§ **Exercise**
Would you transcribe the data word for word?

§ **Records from a dataset**
════════
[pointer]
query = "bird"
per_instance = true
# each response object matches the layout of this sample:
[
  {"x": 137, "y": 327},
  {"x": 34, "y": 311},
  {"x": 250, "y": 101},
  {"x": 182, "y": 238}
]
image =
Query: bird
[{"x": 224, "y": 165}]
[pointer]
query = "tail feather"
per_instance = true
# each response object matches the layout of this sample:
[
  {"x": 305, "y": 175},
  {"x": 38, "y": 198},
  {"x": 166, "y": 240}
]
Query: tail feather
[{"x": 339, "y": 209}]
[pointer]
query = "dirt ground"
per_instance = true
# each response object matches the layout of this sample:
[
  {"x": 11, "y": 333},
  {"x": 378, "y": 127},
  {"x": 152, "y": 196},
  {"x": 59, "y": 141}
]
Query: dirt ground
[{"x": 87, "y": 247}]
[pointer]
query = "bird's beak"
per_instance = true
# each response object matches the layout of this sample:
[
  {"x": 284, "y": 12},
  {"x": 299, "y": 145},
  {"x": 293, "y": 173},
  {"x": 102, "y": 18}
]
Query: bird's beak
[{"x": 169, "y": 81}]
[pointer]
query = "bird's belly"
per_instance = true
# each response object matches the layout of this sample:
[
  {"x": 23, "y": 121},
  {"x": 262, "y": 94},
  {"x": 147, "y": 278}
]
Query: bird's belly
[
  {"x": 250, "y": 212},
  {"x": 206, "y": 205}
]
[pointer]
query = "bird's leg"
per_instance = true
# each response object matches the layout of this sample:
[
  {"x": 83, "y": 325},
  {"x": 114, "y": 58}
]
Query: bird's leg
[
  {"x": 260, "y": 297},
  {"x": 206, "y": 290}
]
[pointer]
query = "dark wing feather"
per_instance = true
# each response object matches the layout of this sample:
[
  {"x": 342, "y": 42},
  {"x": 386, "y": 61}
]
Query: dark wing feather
════════
§ **Written solution**
[pointer]
query = "bird"
per_instance = true
# each response object matches the layout of this sample:
[
  {"x": 137, "y": 327},
  {"x": 34, "y": 311},
  {"x": 250, "y": 101},
  {"x": 182, "y": 238}
]
image =
Query: bird
[{"x": 224, "y": 165}]
[pointer]
query = "tail feather"
per_instance = true
# each response object matches the layout of this sample:
[
  {"x": 305, "y": 175},
  {"x": 38, "y": 198},
  {"x": 166, "y": 240}
]
Query: tail feather
[{"x": 339, "y": 209}]
[pointer]
query = "dirt ground"
per_instance = true
# each response object matches the layout of this sample:
[
  {"x": 11, "y": 333},
  {"x": 378, "y": 127},
  {"x": 152, "y": 196},
  {"x": 59, "y": 141}
]
Query: dirt ground
[{"x": 87, "y": 247}]
[pointer]
query = "bird's beak"
per_instance = true
# each response object matches the layout of this sample:
[
  {"x": 284, "y": 12},
  {"x": 299, "y": 145},
  {"x": 293, "y": 173},
  {"x": 102, "y": 18}
]
Query: bird's beak
[{"x": 169, "y": 81}]
[pointer]
query = "bird's belly"
per_instance = true
# each response object matches the layout of this sample:
[
  {"x": 23, "y": 121},
  {"x": 262, "y": 94},
  {"x": 147, "y": 278}
]
Query: bird's belly
[
  {"x": 250, "y": 212},
  {"x": 206, "y": 205}
]
[pointer]
query = "bird's leg"
per_instance = true
# each response object matches the layout of this sample:
[
  {"x": 83, "y": 325},
  {"x": 114, "y": 58}
]
Query: bird's leg
[
  {"x": 260, "y": 297},
  {"x": 206, "y": 290}
]
[pointer]
query = "dark wing feather"
per_instance = true
# each response object matches the layout of this sample:
[
  {"x": 342, "y": 42},
  {"x": 386, "y": 61}
]
Query: dark wing feather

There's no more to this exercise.